## GIVEN TEXT

By: Beth Morrisey MLIS - Updated: 9 Apr 2012 | comments*Discuss
 
Help Embarrassing Condition Worries

Identifying someone else’s embarrassing condition can be awkward, but in the end it is the necessary first step towards helping someone you love get help. When you want to help someone else get help you might discuss your worries for them, help them research self-help methods, contact medical professionals, attend medical appointments and assist with treatments. Just remember, though, that you are only a help to that person if (s)he wants it. If you jump in where you’re not wanted then you may be more of a hindrance in the process of that person getting help.

Discussing Your Worries

Discussing your worries about someone else’s health and well-being is a delicate situation. On the one hand you want to express your concerns and ultimately show that you care about that person, but on the other you don’t want to insult that person or make him or her feel bad about themselves. Remaining supportive throughout the discussion and keeping the focus on you (“I’m worried about your happiness” “I don’t want to see you suffer needlessly” “I would feel better if...”) should help keep anyone from feeling persecuted. This would also be a good time to offer your help in the future, and to make sure that the person you’re concerned about agrees to let you into his or her life in this way so that you know that you are not overstepping in the future.

Researching Self-Help Methods

Researching self-help methods for someone else shouldn’t be too hard, but make sure that you present your findings as options from which that person can choose. Of course you have the right to make recommendations (“It seems to me that doing XYZ might fit best in your daily routine”), but make sure that you are always tactful and never force your opinion on another person. Remember, you are helping that person get help, not taking over his or her life.

Contacting Medical Professionals

Contacting medical professionals on someone else’s behalf should be no harder than calling in for an appointment on your own. Generally, contacting that person’s GP is the best place to start as the GP can then make referrals as needed. You may need the other person’s date of birth, NHS number or contact information to make the appointment so make sure you have that person’s permission to do this. Be ready to provide a simple summary of why the person would like the appointment (“To discuss body odour” or something similarly brief) and prior to the appointment help that person summarise his or her symptoms and what (s)he has already tried to rectify the condition. Also help him or her come up with questions that (s)he wants to ask and topics (s)he might want to discuss.

## PROVIDED MATERIAL
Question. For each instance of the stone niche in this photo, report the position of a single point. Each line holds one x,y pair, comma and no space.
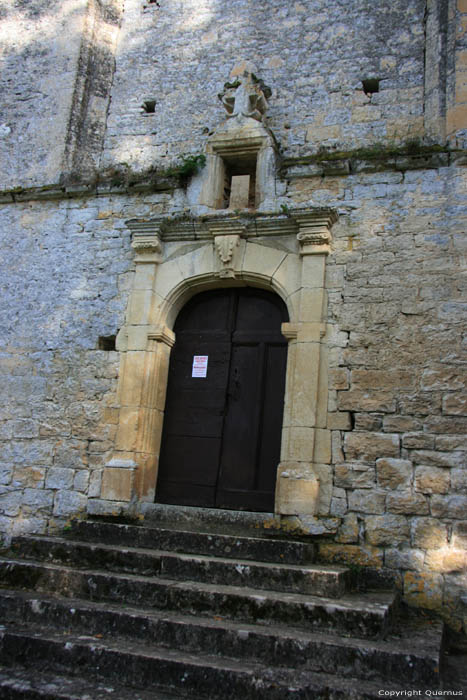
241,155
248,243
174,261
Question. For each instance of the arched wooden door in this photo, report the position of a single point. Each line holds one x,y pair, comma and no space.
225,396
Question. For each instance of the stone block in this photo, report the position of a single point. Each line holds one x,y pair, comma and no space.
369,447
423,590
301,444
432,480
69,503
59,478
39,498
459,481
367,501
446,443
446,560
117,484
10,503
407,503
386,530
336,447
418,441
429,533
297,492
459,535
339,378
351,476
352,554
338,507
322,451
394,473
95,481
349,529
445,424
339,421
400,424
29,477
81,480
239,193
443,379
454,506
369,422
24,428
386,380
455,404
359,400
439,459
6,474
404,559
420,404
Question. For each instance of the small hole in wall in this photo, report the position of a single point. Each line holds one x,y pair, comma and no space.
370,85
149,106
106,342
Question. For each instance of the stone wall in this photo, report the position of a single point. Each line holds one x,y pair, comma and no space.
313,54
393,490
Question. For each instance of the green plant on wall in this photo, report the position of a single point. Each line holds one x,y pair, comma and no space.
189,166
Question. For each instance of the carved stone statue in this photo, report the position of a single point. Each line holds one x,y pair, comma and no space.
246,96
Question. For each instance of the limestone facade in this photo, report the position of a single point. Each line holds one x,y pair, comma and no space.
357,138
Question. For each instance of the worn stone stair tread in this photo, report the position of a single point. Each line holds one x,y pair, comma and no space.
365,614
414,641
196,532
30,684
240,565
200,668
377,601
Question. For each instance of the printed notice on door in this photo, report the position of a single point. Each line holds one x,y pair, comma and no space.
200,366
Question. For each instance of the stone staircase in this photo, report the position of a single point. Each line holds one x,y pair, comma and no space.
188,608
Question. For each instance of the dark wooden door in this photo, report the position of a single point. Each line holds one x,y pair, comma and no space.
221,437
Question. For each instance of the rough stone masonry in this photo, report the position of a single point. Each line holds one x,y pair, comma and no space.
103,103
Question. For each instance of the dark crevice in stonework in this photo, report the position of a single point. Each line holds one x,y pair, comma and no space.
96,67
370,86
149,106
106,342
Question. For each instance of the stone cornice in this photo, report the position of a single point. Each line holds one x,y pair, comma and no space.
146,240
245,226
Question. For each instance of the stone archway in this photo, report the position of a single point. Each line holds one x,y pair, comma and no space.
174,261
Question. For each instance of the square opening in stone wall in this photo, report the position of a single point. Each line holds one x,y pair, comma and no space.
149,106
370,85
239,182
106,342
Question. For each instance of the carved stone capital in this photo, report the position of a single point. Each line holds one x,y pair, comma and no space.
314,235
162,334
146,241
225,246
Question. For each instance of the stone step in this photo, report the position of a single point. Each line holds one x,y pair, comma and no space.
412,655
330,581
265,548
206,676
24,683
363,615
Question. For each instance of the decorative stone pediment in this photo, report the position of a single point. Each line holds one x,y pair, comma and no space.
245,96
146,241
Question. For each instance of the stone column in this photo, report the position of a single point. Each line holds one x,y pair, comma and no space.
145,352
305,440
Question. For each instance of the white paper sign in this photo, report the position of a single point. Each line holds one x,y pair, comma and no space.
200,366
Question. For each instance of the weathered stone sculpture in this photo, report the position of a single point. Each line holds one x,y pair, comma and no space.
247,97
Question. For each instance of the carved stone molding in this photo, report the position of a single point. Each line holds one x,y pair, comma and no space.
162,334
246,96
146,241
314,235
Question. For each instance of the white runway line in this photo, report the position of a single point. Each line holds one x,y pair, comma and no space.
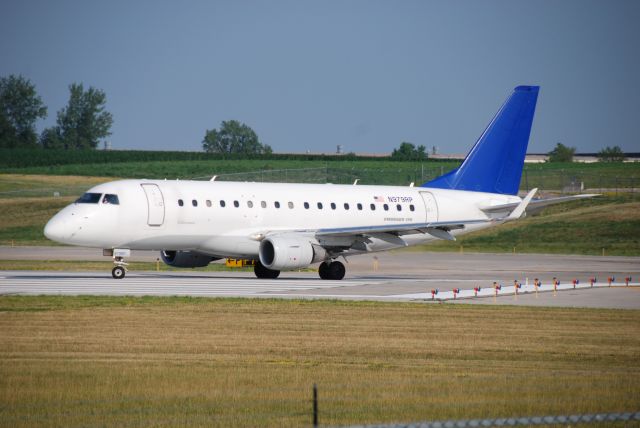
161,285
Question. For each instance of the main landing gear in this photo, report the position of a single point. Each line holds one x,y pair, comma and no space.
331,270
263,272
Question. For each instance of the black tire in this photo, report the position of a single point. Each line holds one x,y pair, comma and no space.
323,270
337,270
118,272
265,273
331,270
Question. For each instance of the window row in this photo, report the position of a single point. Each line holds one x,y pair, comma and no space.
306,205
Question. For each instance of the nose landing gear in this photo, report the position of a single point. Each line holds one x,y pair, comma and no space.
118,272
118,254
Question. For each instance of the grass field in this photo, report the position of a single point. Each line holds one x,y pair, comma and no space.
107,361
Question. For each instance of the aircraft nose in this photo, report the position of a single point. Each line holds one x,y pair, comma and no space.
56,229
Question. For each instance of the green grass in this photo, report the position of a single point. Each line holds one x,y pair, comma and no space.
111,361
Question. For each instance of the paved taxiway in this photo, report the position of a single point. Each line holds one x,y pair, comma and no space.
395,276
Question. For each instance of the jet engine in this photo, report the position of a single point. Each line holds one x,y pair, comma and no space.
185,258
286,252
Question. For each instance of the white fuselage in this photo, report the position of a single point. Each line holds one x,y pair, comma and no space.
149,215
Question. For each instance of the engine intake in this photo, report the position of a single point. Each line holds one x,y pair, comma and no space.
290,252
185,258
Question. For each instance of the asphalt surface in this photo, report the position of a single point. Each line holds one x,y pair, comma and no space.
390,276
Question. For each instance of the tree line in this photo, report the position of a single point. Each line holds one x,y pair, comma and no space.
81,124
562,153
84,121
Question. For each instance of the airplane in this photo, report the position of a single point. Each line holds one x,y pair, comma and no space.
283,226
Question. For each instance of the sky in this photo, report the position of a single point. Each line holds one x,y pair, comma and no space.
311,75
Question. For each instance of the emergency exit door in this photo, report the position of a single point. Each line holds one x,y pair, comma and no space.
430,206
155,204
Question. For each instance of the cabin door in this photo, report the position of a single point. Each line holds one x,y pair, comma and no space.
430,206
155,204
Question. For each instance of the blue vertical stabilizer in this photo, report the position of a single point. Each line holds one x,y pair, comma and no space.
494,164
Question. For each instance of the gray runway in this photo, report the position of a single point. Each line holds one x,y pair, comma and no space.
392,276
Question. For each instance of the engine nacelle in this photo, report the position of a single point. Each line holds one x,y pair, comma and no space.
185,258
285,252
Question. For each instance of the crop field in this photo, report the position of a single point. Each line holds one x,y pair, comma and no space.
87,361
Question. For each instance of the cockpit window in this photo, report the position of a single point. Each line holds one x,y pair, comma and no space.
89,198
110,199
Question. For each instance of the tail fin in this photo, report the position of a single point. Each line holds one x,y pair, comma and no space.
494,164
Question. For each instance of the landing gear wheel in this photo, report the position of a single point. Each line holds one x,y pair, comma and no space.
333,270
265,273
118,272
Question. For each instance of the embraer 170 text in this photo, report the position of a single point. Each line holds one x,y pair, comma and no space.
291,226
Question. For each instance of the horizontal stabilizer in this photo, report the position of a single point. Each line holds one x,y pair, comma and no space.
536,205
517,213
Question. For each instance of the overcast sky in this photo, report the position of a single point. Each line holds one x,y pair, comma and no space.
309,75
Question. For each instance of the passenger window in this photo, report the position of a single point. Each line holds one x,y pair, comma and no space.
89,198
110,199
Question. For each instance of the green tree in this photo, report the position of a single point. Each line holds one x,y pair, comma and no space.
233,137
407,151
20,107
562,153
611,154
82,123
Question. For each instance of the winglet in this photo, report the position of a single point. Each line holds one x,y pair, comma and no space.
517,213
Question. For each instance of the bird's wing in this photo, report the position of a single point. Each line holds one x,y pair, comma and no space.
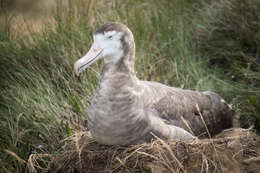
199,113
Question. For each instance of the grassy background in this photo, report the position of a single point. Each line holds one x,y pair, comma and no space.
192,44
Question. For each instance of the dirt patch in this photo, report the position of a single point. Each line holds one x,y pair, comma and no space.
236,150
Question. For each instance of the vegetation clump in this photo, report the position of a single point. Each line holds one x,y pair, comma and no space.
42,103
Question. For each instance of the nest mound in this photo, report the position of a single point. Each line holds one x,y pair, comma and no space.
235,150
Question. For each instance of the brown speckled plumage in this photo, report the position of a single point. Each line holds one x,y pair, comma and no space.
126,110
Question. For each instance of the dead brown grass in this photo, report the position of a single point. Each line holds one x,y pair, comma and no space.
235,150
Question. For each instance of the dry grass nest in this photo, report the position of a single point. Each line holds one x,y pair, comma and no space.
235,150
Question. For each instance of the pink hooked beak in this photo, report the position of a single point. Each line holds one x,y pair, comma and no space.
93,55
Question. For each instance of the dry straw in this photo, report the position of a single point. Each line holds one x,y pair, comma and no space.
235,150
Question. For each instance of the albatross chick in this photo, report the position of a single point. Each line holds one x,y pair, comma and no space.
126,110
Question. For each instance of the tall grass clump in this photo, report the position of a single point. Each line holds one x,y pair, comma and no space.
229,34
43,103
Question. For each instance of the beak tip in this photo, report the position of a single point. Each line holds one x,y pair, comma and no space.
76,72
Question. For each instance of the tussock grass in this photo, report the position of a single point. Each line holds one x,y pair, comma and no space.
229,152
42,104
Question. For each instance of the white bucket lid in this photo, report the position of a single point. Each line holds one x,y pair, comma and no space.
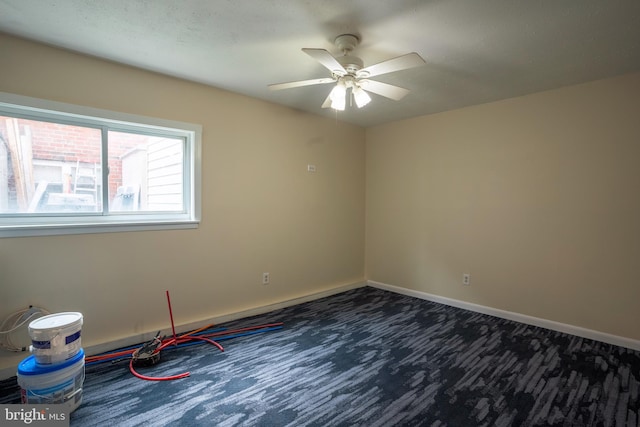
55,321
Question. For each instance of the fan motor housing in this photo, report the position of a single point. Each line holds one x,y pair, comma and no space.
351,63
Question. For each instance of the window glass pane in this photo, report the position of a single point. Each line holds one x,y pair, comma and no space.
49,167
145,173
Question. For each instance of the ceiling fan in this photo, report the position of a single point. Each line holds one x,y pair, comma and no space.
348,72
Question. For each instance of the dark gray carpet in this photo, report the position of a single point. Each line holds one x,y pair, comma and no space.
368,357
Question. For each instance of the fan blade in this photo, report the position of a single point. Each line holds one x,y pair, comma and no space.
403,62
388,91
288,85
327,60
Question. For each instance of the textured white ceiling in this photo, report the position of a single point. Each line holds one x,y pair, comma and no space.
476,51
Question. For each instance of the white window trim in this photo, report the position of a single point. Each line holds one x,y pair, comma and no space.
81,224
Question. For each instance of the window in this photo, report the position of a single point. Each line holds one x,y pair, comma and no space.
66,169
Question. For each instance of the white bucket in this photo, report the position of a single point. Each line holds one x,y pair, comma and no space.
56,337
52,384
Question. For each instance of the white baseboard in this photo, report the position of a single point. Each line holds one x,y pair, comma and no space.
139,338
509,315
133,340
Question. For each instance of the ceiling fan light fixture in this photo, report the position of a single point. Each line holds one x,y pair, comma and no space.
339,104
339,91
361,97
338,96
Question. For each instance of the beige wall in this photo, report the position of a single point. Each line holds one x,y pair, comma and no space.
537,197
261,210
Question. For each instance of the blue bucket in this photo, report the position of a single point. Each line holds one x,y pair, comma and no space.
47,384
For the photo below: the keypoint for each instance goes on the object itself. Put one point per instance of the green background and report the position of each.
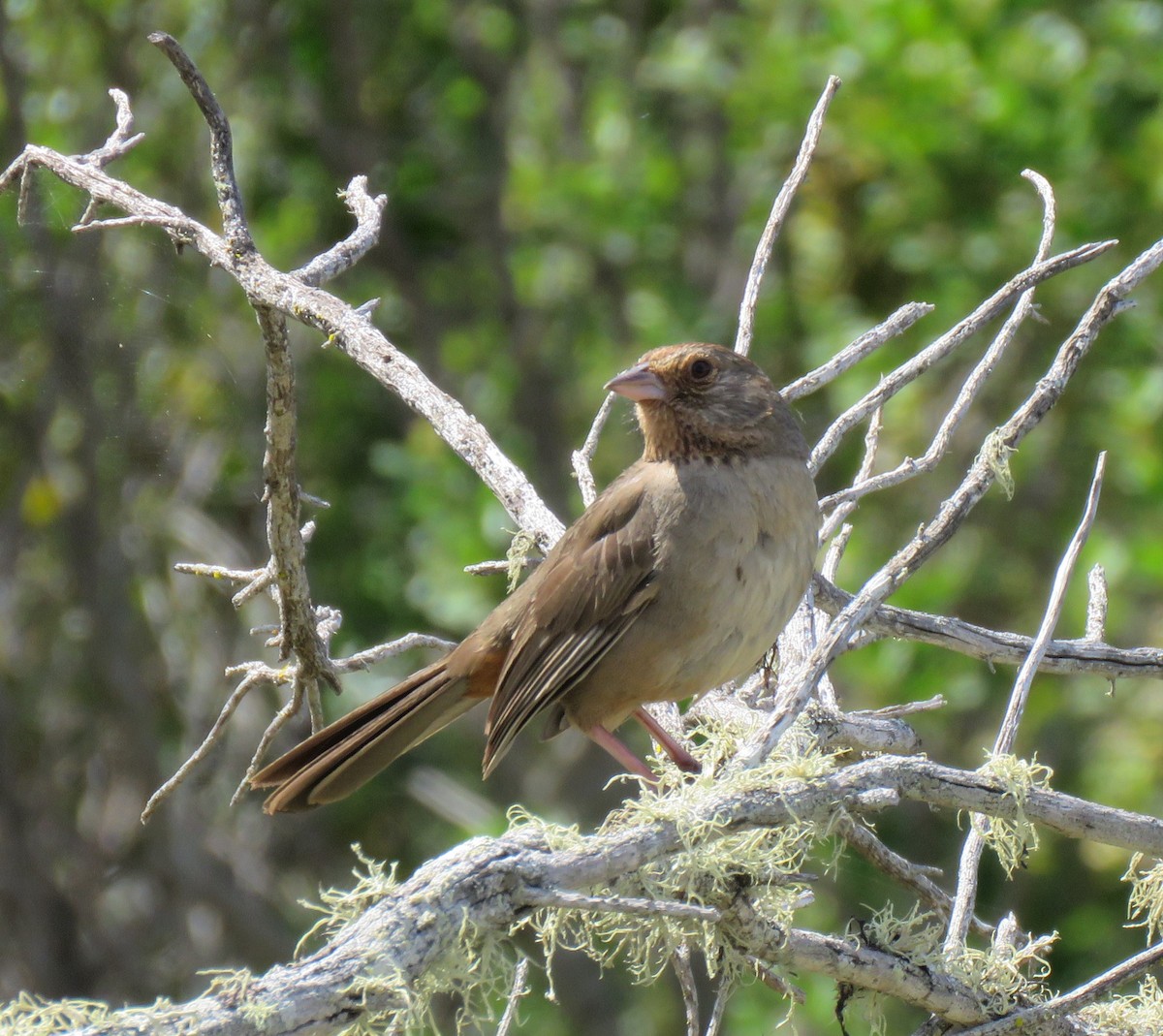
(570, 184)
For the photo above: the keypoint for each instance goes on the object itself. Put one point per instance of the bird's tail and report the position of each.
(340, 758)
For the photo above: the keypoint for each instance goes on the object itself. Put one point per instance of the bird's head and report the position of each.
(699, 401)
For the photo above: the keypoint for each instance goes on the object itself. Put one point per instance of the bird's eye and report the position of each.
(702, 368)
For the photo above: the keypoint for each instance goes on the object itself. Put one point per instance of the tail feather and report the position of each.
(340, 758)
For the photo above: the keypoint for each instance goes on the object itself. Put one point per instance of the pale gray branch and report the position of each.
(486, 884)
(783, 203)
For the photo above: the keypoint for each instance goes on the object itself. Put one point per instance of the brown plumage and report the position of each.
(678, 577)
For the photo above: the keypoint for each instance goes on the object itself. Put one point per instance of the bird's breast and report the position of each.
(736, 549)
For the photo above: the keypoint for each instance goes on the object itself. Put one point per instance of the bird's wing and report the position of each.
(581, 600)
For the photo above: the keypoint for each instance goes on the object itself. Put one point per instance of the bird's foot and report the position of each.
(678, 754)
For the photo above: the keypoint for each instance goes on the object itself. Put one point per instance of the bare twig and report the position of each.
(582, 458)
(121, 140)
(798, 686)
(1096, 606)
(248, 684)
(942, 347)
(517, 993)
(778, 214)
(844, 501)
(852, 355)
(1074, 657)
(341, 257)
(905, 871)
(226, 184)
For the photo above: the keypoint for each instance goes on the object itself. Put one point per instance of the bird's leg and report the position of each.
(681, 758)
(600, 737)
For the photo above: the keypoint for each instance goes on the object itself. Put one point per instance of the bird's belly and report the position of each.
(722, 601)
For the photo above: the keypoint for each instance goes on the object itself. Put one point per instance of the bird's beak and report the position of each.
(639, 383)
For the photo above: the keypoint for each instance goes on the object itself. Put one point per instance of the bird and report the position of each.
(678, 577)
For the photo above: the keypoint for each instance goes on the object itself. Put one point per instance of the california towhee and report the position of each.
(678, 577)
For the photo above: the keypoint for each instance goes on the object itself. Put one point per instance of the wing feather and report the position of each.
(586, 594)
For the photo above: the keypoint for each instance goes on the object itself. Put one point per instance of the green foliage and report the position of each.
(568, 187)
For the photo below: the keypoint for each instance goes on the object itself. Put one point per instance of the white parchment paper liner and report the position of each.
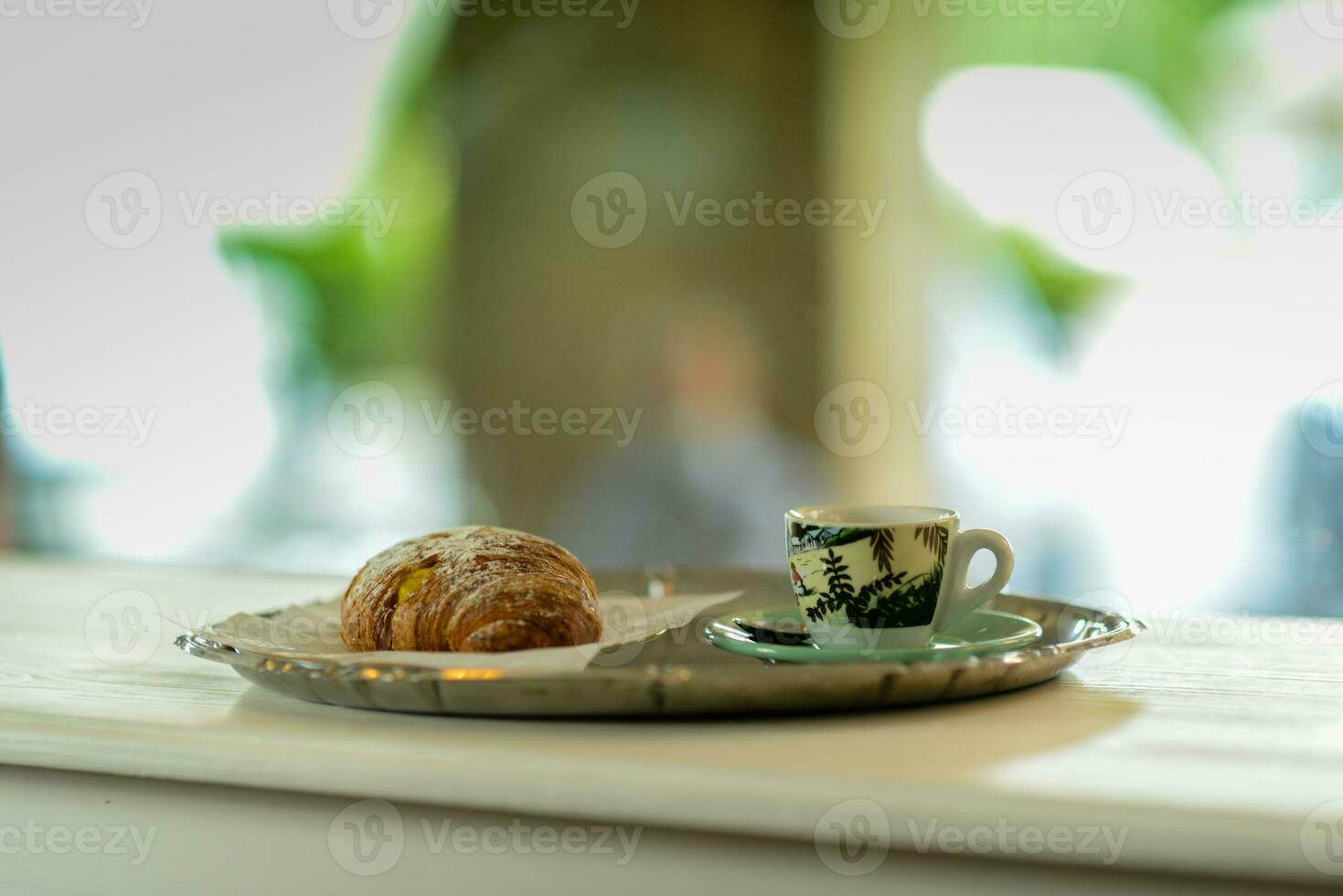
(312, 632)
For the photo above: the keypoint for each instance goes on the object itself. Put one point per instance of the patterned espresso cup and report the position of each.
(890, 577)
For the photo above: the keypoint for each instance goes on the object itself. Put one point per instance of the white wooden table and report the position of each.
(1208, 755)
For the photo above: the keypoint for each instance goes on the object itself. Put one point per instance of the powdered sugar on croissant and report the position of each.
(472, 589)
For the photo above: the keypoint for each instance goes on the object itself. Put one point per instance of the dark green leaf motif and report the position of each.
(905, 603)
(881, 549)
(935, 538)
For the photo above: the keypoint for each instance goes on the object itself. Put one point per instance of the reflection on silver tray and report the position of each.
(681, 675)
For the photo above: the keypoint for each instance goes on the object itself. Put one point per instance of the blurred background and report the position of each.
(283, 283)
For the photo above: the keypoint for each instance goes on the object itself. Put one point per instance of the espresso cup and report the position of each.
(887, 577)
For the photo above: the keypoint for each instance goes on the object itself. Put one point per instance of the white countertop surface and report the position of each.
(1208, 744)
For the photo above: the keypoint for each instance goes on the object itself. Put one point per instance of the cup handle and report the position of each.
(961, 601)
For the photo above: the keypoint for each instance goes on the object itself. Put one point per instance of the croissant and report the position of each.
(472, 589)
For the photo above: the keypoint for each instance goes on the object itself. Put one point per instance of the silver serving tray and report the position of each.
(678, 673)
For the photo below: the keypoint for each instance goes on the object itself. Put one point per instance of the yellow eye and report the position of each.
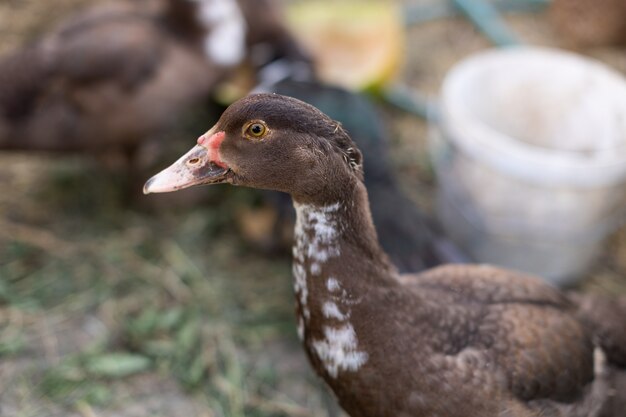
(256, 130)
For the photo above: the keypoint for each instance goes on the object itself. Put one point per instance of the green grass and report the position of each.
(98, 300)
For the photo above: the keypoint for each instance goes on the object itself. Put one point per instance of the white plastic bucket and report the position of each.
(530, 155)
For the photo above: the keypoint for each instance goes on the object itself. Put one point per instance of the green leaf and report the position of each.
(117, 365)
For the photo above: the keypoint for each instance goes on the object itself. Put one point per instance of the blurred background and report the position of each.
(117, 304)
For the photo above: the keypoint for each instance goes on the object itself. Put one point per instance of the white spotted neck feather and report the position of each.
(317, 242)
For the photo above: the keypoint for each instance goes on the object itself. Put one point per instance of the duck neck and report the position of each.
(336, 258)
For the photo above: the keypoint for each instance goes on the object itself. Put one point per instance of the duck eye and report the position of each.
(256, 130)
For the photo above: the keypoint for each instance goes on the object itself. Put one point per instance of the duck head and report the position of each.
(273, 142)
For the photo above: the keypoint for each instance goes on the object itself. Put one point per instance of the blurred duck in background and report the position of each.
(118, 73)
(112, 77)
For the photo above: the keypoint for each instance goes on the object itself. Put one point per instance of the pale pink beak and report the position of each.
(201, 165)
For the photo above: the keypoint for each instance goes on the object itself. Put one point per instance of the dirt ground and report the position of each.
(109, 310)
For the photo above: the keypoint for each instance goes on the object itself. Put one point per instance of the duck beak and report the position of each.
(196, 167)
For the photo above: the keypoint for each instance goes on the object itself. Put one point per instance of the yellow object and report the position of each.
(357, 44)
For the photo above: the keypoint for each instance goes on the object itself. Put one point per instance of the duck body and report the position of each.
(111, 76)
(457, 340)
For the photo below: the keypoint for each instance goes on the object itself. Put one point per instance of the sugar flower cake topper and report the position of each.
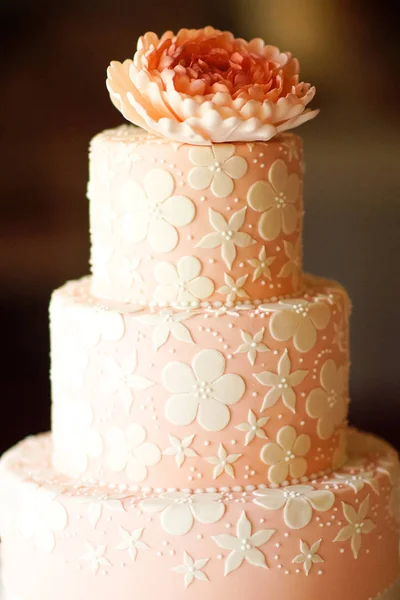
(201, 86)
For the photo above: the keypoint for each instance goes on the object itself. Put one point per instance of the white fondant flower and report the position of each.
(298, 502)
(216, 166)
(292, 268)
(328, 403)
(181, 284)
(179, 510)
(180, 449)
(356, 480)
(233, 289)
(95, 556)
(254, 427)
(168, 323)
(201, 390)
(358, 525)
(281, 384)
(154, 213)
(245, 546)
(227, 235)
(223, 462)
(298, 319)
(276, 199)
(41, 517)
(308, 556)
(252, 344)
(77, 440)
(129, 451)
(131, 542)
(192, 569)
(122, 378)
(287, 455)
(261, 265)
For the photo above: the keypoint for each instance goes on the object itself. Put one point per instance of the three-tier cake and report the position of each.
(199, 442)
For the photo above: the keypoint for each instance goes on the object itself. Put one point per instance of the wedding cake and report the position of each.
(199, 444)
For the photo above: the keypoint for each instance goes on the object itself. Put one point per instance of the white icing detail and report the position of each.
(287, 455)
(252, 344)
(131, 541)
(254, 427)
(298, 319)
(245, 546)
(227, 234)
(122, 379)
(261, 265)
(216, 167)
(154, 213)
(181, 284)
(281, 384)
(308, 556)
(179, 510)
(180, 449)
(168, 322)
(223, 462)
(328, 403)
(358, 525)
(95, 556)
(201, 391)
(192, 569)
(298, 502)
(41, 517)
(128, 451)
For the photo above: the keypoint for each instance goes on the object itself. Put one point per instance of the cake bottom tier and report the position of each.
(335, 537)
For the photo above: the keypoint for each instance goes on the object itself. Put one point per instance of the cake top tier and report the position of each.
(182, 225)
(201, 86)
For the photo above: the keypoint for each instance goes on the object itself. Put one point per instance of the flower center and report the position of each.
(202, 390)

## BRIEF
According to the article on helping with embarrassing condition worries, who is generally the best place to start when contacting medical professionals for someone else? Answer using only the article on helping someone with an embarrassing condition.

## RESULT BELOW
That person's GP, who can then make referrals as needed.